Material supplied →

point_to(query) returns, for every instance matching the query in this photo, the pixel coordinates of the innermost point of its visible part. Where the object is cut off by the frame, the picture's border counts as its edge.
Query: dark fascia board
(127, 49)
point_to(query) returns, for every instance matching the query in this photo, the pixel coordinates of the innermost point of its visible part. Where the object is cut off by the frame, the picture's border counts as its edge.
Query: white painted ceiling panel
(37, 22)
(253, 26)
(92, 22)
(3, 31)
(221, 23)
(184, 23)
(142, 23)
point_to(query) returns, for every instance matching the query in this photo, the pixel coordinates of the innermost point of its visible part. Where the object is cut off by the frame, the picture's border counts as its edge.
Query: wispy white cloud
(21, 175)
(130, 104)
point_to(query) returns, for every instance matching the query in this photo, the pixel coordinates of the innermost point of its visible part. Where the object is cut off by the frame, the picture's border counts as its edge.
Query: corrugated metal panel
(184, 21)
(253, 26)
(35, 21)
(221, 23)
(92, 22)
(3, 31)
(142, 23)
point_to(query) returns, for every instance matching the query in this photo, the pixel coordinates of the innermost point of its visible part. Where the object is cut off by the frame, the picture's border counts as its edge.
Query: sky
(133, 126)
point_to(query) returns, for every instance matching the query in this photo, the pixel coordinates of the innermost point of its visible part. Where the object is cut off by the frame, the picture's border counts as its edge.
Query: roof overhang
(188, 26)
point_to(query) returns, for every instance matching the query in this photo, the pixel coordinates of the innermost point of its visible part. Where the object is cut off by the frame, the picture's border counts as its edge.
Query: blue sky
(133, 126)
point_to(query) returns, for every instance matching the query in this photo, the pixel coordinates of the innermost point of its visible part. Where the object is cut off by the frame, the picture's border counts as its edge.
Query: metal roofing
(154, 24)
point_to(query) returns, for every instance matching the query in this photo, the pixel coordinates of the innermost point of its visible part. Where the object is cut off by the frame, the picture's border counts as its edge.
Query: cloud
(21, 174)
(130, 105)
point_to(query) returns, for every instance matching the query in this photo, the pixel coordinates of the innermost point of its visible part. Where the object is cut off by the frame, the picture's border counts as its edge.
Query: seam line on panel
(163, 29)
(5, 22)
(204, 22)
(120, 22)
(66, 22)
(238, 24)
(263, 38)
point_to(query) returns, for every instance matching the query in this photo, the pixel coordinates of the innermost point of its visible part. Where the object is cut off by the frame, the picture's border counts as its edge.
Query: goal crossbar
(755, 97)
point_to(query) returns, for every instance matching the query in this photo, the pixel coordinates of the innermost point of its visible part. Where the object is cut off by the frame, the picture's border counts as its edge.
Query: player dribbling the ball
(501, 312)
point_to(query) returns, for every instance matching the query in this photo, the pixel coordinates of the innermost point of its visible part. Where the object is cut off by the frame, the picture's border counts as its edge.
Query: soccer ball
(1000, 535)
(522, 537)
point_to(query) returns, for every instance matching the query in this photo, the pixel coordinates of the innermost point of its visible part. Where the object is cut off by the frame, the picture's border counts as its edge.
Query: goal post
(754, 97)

Task item → Go through the records and repeat each one exactly as written.

Result of this task →
point_to(query) returns, for every instance matching the query in this photo, the pixel coordinates of the innermost point of its visible part. Where the object is cut off by the frame, the picture's border counts as its edge.
Query: dark fascia board
(127, 49)
point_to(query) returns, for every instance matching the query in this photo, the pixel coordinates of the innermost point of its visible part. Where the object is cut off by the frame, the picture's border counts as its edge.
Query: white painted ceiling panel
(37, 22)
(253, 26)
(92, 22)
(3, 31)
(221, 23)
(184, 23)
(142, 23)
point_to(query) returns, for every instance matching the query in this photo, the pixel coordinates of the innermost point of its visible part. Where the object is cut off by the frame, the picture's border counts as its edge.
Query: wispy white cloud
(21, 175)
(130, 104)
point_to(query) returns, for every instance matching the query in this photo, the pixel coordinates of the innermost point of its visible part. Where the object is cut off by the frame, the picture's border counts as its edge.
Query: corrugated metal panel
(184, 21)
(253, 26)
(35, 21)
(221, 23)
(92, 22)
(3, 31)
(142, 23)
point_to(query) returns, for every instance matching the query in this photo, the pixel coordinates of the innermost point of its visible part. Where the object is cut off by the frame, the picture's border counts as its edge.
Query: sky
(133, 126)
point_to(query) returns, for every instance matching the query in this photo, the pixel coordinates of the innermost point of its visible part. Where the object is cut off by the frame, the picture's border counts as its edge.
Query: roof overhang
(188, 26)
point_to(query) returns, for every instance matching the query in this photo, the pixel coordinates of the innermost point of its visible part. Where the object is cut off by the frame, the picture's border counts as its edge.
Query: blue sky
(133, 126)
point_to(query) returns, for every instance matching the query in this photo, the pixel coordinates of the innermost point of its visible part. Where the object is cut off by the frame, the picture's border counts as its edge.
Query: metal roofing
(154, 24)
point_to(query) returns, for every instance matching the query in this photo, the pixel coordinates of the innermost point of its visible part. Where the object is cut off by the frame, the picture's border counts as its edge.
Query: cloud
(21, 174)
(130, 105)
point_to(query) returns, for every instance matching the query in this photo, the pixel coordinates of the innermost point of its visible part. Where the object is cut off by the frame, the picture's border counts as its edge.
Query: seam line on panel
(163, 29)
(5, 22)
(204, 22)
(120, 22)
(66, 22)
(238, 24)
(263, 38)
point_to(query) returns, for every instance matching the query in this photo, the pixel coordinates of the innermost point of its visible part. Where the object is cut off by the frame, the picture's border counts as its edge.
Query: goal crossbar
(755, 97)
point_to(query) returns, for every instance matching the query in this photo, the pixel coordinates of the innermost point of its visible part. Where the object is cut off by the frame, the picture's border counts as its edge.
Query: player dribbling the ball
(501, 312)
point_to(query) returns, for every instance matching the query in this photo, the pixel coordinates of the innermost point of its visible part. Where the object is cut off by the frame, the picture's border counts as its edge.
Query: soccer ball
(1000, 535)
(522, 537)
point_to(query) returns, for every instance matching the query in this photo, the pixel coordinates of the innermost point of its visible part. Where the object is cut off by the frame, the picture's border counts as its edge.
Query: goal post
(754, 97)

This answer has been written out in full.